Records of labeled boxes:
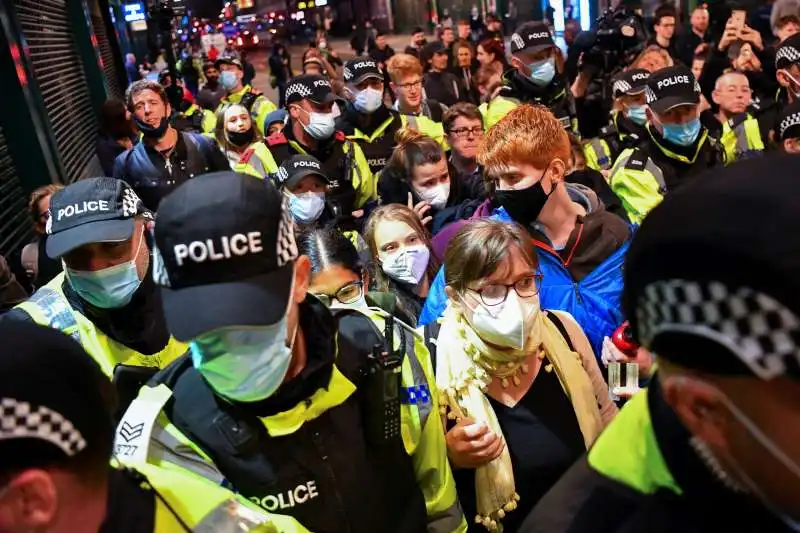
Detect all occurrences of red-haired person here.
[420,105,631,366]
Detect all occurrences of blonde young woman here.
[436,219,617,533]
[215,104,274,179]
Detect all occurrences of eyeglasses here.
[314,281,364,307]
[469,274,543,307]
[450,126,483,139]
[397,80,422,90]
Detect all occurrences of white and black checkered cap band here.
[644,87,658,104]
[612,80,631,95]
[286,83,313,100]
[0,398,86,457]
[277,195,300,267]
[780,112,800,139]
[636,279,800,380]
[775,46,800,65]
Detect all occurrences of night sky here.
[186,0,223,18]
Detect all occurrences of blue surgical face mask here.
[219,70,239,91]
[353,88,383,115]
[528,57,556,87]
[189,316,297,402]
[625,105,647,126]
[64,228,144,309]
[661,118,700,146]
[289,191,325,224]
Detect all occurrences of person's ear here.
[444,285,462,310]
[292,255,311,304]
[662,376,729,451]
[0,470,58,531]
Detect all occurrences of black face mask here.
[494,176,556,226]
[133,116,169,140]
[228,127,256,146]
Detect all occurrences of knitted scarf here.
[436,305,602,532]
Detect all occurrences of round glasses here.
[314,281,364,307]
[469,274,543,307]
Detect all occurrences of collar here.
[237,294,336,417]
[646,123,708,165]
[647,379,785,531]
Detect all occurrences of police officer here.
[266,75,377,222]
[775,102,800,154]
[275,154,367,251]
[583,68,650,171]
[116,172,466,533]
[610,65,724,222]
[520,154,800,533]
[0,323,304,533]
[486,21,578,134]
[216,57,276,135]
[3,178,186,403]
[711,72,770,164]
[158,70,212,133]
[336,57,444,174]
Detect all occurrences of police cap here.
[623,154,800,380]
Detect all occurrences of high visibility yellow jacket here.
[15,272,188,377]
[181,104,217,134]
[720,113,765,164]
[478,96,519,131]
[233,141,278,179]
[112,460,306,533]
[215,85,277,135]
[115,304,466,533]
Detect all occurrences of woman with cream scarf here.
[436,219,617,533]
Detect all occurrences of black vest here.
[154,312,427,533]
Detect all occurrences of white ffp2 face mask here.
[414,182,450,209]
[381,244,431,285]
[461,289,539,350]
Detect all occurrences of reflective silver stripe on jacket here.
[427,498,464,533]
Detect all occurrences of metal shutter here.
[92,8,122,98]
[0,126,33,257]
[14,0,98,181]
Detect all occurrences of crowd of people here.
[0,5,800,533]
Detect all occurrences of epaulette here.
[264,131,289,146]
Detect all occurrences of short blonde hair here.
[386,54,422,83]
[478,105,571,176]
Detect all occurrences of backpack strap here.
[545,311,575,352]
[239,91,261,113]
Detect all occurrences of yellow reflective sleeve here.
[350,142,378,209]
[251,95,277,136]
[588,389,682,494]
[404,338,467,533]
[610,151,664,224]
[203,109,217,136]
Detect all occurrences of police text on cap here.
[173,231,264,266]
[56,200,111,220]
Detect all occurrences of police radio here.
[363,315,405,445]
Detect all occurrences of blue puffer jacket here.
[418,208,633,360]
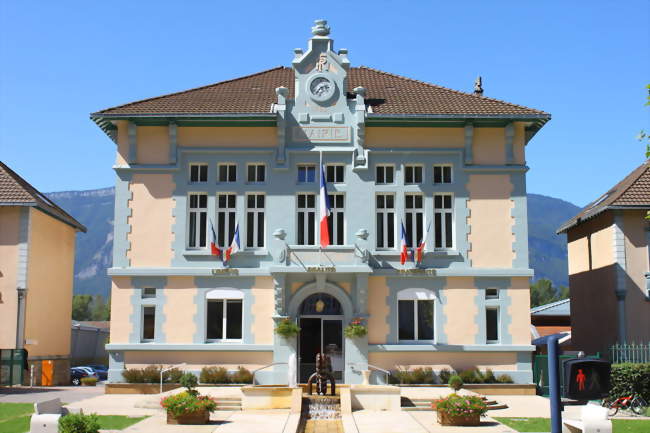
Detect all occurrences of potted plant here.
[343,317,368,338]
[160,373,217,425]
[275,319,300,338]
[432,394,487,426]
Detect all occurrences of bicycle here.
[603,395,648,416]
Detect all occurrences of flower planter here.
[438,412,481,426]
[167,409,210,425]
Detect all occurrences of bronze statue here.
[307,353,336,395]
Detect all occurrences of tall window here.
[433,194,454,248]
[247,164,266,183]
[397,289,435,341]
[404,165,422,184]
[190,164,208,182]
[375,165,395,184]
[219,164,237,182]
[216,193,237,248]
[485,307,499,343]
[297,194,316,245]
[246,194,265,248]
[142,306,156,341]
[206,299,242,341]
[376,194,395,248]
[325,164,345,183]
[327,194,345,245]
[298,165,316,183]
[433,165,451,183]
[187,194,208,248]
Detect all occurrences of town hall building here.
[91,20,550,384]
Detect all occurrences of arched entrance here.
[298,292,345,383]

Given request: Copy every one of the items above word for word, leaving out the pictures.

Exercise response:
Detect all occurrences of red-haired person here.
[420,105,631,366]
Detect all occurrences of blonde young woman here.
[436,219,617,533]
[215,104,274,179]
Detect all occurrences of eyeglasses here.
[314,281,364,307]
[469,274,543,307]
[450,126,483,139]
[397,80,422,90]
Detect all occurrences of white and black checkered cap band here.
[644,87,658,104]
[612,80,631,95]
[286,83,313,100]
[0,398,86,457]
[277,195,300,267]
[780,112,800,139]
[636,279,800,380]
[775,46,800,65]
Detect all occurrences of night sky here.
[186,0,223,18]
Detect all occurrences of blue surgical face mask here.
[219,70,239,91]
[353,88,383,115]
[528,57,556,87]
[189,316,297,402]
[625,105,647,126]
[64,228,144,309]
[661,118,700,146]
[289,191,325,224]
Detect all occurrences of person's ear here.
[444,285,462,310]
[292,255,311,304]
[662,376,729,451]
[0,470,58,531]
Detect all occurrences of black face mask here.
[494,176,556,226]
[133,116,169,140]
[228,127,256,146]
Detect all occurrences of knitted scarf here.
[436,305,602,532]
Detect all occurrences of round glasses here.
[314,281,364,307]
[469,274,543,307]
Detect all occurrences of collar here.
[237,294,336,417]
[646,123,708,165]
[647,379,785,531]
Detect all occurrences of police officer here.
[266,75,377,222]
[775,102,800,154]
[275,154,367,251]
[583,68,650,171]
[116,172,466,533]
[610,65,724,222]
[520,154,800,533]
[0,323,304,533]
[486,21,578,134]
[216,57,276,135]
[3,178,186,403]
[711,72,770,164]
[158,70,212,133]
[336,57,444,174]
Detect all occurrences of police cap here.
[623,154,800,380]
Detect all occurrences of high visibility yellow jacket here.
[15,272,188,377]
[181,104,217,134]
[720,113,765,164]
[478,96,519,131]
[233,141,278,179]
[112,460,306,533]
[215,85,277,135]
[115,304,466,533]
Detect all occurrences of woman with cream scarf here.
[436,219,617,533]
Detect all occurrences of black vest here.
[154,312,427,533]
Detect all occurrences of white ffp2 face mask here.
[414,182,450,209]
[381,244,431,285]
[461,289,539,350]
Detect all occurrences of reflective silver stripe on jacket here.
[427,498,464,533]
Detect all occurrences of metal shutter here.
[92,8,122,98]
[0,126,33,257]
[14,0,98,181]
Detect all occurrences of crowd of people here.
[0,5,800,533]
Detect all occurrences of epaulette here.
[264,131,289,146]
Detect all occurrences of short blonde hair here.
[386,54,422,83]
[478,105,571,176]
Detect all occurrences of backpack strap here.
[545,311,575,352]
[239,91,261,113]
Detect all occurrences of yellow reflective sleeve here.
[350,142,378,209]
[251,95,277,136]
[588,389,682,494]
[404,338,467,533]
[610,151,664,224]
[203,109,217,136]
Detect all occurrences of police text on cap here.
[173,231,264,266]
[56,200,111,220]
Detect all occurrences of police radio here.
[363,315,405,445]
Detect all occurrences of blue puffer jacket here.
[418,208,633,360]
Detect all occurrences of potted plant here.
[343,317,368,338]
[160,373,217,425]
[275,319,300,338]
[432,394,487,426]
Detect all occurrences of bicycle here.
[603,395,648,416]
Detect all occurrences of flower planter here.
[438,412,481,426]
[167,409,210,425]
Detect all occurrences of bronze statue here.
[307,353,336,395]
Detect all occurrences of tall window here.
[433,194,454,248]
[247,164,266,183]
[397,289,435,341]
[404,165,422,184]
[190,164,208,182]
[375,165,395,184]
[219,164,237,182]
[216,193,237,248]
[485,307,499,343]
[297,194,316,245]
[246,194,265,248]
[142,306,156,341]
[206,299,242,341]
[376,194,395,248]
[325,164,345,183]
[327,194,345,245]
[298,165,316,183]
[433,165,451,183]
[187,194,208,248]
Detect all occurrences of town hall building here.
[91,20,550,384]
Detect all occurrences of arched entrance here.
[298,292,345,383]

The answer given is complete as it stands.